Instruction |
Take the part that opens with the line containing "Can you find the window?" and closes with the line containing "x=463, y=77", change "instance" to "occurrence" throughout it, and write those lines out again with nothing else altered.

* * *

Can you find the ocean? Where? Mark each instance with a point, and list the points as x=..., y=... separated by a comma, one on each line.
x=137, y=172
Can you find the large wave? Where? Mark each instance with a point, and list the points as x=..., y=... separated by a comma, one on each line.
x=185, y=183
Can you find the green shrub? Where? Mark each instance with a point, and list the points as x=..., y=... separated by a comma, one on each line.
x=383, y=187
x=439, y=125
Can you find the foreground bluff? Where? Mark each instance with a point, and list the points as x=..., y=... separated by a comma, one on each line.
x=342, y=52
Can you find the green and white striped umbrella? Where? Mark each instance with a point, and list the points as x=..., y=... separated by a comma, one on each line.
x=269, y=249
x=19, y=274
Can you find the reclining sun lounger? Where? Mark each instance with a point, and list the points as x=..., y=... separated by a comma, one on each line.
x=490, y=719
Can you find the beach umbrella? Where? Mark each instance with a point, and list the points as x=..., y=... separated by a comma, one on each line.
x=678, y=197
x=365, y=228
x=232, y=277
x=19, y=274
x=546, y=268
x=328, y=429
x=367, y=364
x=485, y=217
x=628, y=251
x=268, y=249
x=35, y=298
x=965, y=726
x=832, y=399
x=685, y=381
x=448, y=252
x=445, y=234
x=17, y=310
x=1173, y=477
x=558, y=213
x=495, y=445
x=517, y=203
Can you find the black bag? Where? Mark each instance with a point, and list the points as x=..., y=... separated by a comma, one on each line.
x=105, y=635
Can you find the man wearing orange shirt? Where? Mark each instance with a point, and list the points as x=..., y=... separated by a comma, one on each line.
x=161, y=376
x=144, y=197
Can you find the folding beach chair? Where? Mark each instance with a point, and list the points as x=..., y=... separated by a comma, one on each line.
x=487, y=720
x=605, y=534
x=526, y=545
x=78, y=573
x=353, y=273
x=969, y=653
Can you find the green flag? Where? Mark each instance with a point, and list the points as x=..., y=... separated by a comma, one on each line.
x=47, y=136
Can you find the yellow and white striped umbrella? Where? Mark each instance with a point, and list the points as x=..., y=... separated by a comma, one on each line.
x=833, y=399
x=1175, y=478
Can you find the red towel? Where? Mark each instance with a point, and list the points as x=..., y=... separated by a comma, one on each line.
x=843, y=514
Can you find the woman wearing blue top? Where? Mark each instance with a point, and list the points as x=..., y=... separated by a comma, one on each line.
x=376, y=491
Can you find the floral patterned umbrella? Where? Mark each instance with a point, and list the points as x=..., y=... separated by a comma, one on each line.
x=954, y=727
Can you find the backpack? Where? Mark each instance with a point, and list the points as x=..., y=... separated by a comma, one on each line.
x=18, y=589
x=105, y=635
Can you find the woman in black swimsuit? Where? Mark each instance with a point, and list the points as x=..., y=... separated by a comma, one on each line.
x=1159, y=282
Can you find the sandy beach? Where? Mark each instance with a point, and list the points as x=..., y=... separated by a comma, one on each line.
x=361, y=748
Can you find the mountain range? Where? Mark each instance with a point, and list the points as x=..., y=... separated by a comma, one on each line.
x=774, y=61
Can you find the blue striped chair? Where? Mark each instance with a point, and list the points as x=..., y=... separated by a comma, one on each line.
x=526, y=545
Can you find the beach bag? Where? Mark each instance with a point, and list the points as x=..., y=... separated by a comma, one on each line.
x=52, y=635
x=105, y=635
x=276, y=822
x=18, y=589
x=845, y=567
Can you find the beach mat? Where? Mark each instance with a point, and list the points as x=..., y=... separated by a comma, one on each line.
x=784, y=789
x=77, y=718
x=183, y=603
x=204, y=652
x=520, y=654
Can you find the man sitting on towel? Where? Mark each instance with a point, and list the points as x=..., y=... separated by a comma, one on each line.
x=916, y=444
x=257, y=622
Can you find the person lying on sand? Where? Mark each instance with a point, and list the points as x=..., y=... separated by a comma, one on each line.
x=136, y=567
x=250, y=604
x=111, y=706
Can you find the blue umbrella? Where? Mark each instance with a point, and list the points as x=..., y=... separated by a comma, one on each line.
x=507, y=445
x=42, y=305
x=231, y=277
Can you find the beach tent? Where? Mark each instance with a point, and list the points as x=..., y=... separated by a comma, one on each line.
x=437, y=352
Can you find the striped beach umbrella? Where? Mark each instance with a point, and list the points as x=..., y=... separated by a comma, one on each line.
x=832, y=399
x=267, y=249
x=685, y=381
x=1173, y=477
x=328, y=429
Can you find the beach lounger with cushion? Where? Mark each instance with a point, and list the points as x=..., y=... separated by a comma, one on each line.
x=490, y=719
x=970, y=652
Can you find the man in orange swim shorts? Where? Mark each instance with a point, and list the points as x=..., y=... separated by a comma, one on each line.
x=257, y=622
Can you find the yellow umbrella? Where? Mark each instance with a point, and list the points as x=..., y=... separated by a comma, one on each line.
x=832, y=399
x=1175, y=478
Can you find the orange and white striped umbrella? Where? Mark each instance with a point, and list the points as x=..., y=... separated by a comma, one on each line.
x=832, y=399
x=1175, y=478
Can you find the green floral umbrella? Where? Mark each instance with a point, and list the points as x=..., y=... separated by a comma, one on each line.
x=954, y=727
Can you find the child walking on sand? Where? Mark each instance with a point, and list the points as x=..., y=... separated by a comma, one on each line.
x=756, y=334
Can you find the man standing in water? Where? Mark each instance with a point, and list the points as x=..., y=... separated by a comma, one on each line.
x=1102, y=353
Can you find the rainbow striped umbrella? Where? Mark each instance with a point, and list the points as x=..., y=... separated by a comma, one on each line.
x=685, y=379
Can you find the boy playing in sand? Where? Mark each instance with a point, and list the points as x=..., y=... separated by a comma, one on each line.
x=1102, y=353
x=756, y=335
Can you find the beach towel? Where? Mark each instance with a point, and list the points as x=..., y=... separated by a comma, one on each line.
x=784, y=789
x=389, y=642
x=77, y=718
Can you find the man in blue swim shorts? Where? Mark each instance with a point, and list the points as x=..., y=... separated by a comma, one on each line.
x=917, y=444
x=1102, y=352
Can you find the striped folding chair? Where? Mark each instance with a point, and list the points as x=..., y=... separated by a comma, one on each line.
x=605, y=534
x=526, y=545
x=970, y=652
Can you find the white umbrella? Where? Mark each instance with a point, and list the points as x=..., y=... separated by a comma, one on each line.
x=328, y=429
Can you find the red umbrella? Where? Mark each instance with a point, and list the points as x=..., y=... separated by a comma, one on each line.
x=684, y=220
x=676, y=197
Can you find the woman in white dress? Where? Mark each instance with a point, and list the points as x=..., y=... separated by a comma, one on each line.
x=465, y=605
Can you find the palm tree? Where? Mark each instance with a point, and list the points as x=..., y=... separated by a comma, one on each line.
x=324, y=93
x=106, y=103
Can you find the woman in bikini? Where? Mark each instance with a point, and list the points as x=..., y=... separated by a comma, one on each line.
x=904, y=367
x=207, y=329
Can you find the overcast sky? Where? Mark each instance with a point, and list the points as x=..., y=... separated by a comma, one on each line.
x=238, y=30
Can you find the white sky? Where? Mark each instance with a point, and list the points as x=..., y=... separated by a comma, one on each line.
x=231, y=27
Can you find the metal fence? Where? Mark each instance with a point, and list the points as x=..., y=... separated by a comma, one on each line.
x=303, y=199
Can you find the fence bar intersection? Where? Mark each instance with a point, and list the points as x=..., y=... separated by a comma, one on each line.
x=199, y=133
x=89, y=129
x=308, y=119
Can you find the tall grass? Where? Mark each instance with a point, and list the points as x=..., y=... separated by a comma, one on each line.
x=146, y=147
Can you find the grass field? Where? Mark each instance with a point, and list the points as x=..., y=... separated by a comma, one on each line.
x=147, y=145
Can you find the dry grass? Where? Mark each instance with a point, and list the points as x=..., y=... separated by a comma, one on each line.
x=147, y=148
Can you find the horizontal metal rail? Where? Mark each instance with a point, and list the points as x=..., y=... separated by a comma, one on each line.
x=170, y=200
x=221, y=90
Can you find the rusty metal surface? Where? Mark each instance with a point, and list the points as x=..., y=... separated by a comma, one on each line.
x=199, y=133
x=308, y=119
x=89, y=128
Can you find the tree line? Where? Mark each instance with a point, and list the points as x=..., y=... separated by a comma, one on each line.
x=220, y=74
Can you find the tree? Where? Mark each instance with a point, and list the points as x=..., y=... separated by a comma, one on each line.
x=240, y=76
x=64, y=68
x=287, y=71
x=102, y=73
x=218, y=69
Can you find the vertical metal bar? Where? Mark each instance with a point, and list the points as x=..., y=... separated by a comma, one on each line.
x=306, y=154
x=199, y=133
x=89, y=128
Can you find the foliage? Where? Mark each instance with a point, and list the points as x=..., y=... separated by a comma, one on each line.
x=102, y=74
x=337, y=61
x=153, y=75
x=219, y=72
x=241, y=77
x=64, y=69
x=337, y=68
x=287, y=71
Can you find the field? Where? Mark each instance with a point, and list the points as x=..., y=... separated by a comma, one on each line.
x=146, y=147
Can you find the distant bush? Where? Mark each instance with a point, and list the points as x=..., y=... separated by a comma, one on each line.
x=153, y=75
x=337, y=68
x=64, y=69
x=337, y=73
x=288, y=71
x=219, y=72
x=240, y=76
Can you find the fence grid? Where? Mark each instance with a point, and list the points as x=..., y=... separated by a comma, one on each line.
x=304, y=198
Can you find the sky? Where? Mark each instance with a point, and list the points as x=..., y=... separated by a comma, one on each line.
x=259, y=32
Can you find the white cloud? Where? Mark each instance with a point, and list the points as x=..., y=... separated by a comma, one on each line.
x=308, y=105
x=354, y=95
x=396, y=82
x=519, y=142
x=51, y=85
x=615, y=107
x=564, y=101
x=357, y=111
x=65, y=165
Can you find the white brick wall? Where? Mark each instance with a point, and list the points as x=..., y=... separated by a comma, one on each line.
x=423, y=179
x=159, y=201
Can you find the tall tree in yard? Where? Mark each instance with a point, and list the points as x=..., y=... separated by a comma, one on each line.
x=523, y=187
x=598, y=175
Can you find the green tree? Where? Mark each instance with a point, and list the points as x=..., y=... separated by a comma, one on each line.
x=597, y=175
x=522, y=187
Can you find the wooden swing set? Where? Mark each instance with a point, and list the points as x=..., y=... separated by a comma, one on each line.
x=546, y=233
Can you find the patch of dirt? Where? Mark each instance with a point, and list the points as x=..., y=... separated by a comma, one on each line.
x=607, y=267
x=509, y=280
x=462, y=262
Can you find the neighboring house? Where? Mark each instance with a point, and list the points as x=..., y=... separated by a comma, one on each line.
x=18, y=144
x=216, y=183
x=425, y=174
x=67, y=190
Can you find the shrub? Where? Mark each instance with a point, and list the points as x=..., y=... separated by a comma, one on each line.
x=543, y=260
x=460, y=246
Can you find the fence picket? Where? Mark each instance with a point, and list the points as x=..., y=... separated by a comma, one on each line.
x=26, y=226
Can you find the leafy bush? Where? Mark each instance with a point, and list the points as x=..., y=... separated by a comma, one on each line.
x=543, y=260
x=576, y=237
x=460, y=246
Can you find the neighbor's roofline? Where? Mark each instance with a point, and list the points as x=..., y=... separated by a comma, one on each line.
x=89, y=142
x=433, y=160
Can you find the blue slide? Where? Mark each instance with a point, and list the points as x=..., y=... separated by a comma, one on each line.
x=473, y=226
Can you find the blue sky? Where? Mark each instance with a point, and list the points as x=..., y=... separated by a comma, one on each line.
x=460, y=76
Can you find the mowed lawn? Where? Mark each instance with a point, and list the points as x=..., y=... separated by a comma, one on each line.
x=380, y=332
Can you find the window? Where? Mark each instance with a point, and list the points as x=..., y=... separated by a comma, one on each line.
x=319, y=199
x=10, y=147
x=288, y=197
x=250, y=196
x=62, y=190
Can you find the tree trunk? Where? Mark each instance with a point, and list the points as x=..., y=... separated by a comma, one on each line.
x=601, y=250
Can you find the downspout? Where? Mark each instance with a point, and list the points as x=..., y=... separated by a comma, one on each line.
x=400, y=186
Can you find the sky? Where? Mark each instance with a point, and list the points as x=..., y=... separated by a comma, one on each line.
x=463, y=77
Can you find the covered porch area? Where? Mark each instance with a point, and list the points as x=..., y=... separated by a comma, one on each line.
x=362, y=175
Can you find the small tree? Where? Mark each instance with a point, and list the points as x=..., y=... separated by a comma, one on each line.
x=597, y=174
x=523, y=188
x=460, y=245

* * *

Result for this exercise |
Can you find the window? Where? Mark each occurrence with a point, and list the points as x=..., y=... separated by a comma, one on each line.
x=319, y=199
x=10, y=147
x=288, y=197
x=250, y=196
x=62, y=190
Can you find the tree trunk? Where? Mark each occurrence with a point, and list the points as x=..., y=... separated by a comma, one on each line.
x=601, y=250
Can you find the downspout? Where? Mark each occurrence with a point, and list the points as x=..., y=... separated by a comma, one on each line.
x=400, y=186
Can you find the sky? Where? Mark each occurrence with a point, and list the points as x=..., y=... separated by a comma, one on each line.
x=463, y=77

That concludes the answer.